*Work order*.
Repeat the entries exactly, keeping every line as it is.

*Input records*.
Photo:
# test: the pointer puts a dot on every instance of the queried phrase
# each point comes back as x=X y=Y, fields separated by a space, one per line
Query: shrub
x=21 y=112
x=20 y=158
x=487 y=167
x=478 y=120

*Answer section*.
Photo:
# test: the pointer puts a dot on every instance of the queried phrase
# each point comes back as x=X y=Y, fields separated by a space, one per line
Query: shrub
x=21 y=112
x=20 y=158
x=487 y=167
x=478 y=120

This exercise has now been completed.